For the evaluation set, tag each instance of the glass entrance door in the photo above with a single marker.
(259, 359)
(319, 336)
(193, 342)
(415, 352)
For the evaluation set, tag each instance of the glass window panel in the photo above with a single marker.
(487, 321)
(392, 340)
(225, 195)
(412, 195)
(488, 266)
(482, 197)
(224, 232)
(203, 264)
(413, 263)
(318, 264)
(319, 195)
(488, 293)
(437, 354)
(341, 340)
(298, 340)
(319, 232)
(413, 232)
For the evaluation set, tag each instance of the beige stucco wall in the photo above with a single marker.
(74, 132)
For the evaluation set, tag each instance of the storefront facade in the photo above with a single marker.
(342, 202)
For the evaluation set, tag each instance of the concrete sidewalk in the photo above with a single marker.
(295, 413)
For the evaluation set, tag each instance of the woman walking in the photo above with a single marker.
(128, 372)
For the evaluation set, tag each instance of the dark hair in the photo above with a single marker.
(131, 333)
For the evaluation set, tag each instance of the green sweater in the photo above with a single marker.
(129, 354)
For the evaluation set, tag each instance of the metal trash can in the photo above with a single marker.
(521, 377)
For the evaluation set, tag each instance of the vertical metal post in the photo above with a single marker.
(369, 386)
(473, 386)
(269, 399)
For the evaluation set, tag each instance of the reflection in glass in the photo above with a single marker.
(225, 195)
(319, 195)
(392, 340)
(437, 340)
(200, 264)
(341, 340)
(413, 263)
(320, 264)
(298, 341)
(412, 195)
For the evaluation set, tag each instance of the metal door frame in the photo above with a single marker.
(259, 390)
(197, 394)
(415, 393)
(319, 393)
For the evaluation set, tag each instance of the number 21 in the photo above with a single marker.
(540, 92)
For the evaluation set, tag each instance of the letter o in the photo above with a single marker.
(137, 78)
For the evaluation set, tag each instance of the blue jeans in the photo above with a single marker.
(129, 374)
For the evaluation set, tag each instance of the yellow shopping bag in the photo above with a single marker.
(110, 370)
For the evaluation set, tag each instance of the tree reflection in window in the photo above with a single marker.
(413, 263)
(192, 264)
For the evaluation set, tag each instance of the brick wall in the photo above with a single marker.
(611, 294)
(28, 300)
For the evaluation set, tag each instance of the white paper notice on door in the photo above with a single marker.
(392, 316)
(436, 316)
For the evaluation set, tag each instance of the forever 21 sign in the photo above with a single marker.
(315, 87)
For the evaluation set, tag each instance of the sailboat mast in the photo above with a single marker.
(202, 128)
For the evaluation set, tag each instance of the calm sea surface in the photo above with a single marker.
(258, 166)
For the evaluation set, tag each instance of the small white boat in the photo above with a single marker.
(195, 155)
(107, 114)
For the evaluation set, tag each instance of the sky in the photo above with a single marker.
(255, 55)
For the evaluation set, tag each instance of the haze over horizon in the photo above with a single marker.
================================
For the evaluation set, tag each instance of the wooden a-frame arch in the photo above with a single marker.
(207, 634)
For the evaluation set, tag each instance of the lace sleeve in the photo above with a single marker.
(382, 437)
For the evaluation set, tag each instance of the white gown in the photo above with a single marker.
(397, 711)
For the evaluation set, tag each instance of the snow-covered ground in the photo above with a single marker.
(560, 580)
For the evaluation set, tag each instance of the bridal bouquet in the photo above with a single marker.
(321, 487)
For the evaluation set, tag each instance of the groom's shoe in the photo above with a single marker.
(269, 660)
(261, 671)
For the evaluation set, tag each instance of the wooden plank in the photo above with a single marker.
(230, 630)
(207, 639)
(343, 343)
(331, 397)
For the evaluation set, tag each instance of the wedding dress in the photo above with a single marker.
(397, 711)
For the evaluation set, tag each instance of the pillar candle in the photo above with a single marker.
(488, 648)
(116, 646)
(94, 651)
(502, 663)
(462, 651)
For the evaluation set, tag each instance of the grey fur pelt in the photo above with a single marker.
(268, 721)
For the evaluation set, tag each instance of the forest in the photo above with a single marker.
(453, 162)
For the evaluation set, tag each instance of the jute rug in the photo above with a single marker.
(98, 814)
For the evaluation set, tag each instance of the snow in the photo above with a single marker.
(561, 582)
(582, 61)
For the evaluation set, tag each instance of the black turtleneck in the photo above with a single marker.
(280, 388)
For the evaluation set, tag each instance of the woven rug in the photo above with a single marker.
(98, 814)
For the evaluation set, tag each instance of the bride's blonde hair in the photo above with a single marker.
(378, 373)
================================
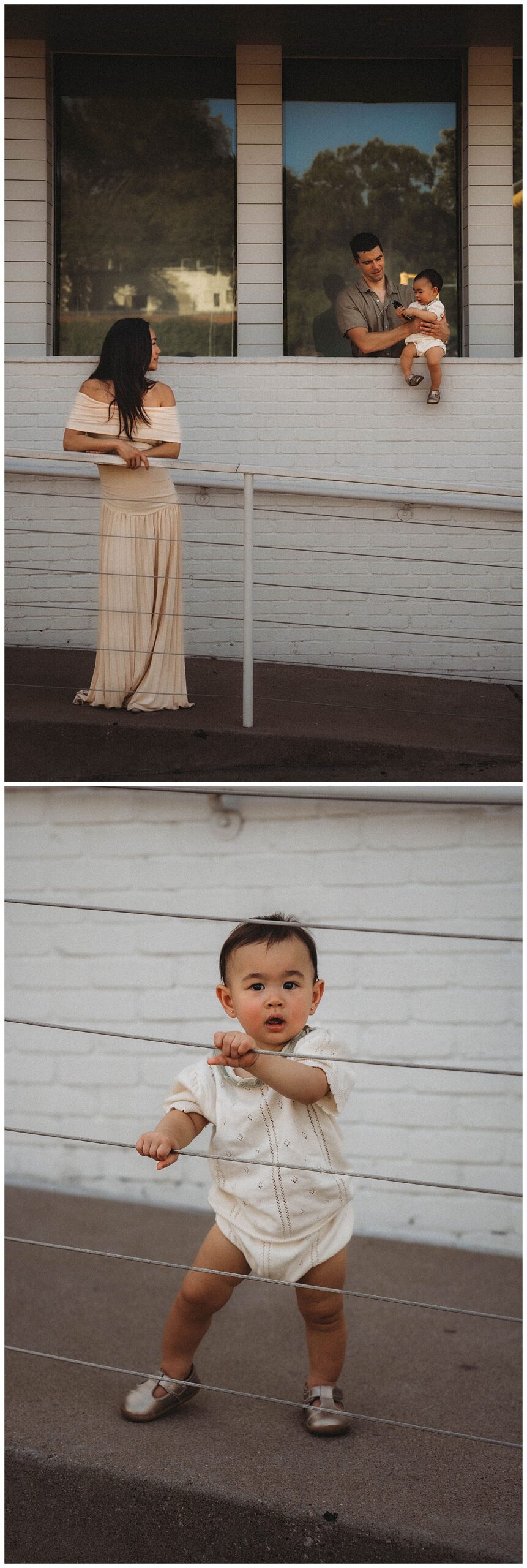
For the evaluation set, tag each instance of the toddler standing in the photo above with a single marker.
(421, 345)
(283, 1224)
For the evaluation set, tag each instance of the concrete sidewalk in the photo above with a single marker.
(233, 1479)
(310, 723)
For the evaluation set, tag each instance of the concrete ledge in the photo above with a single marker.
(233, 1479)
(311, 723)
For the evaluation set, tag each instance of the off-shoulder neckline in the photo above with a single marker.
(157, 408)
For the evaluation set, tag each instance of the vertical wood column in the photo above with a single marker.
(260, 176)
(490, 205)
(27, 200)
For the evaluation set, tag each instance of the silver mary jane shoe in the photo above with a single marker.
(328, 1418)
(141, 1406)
================================
§ EXERCISE PROMPT:
Repeat the rows starting at the one containing "For the evaluation set, tag each instance of the small" and ending at the one containing "For the evaluation set, tag each instance of the haze", substituting "dot" for "marker" and leaving everything else unchanged.

§ SOLUTION BELOW:
For the evaluation set, tag each instance of the small white boat in the photo above with a single dot.
(195, 155)
(107, 114)
For the evaluation set, tag each instance of the sky in the photo above with a single dot.
(255, 55)
For the evaluation set, tag each instance of the haze over horizon in the photo above with a single dot.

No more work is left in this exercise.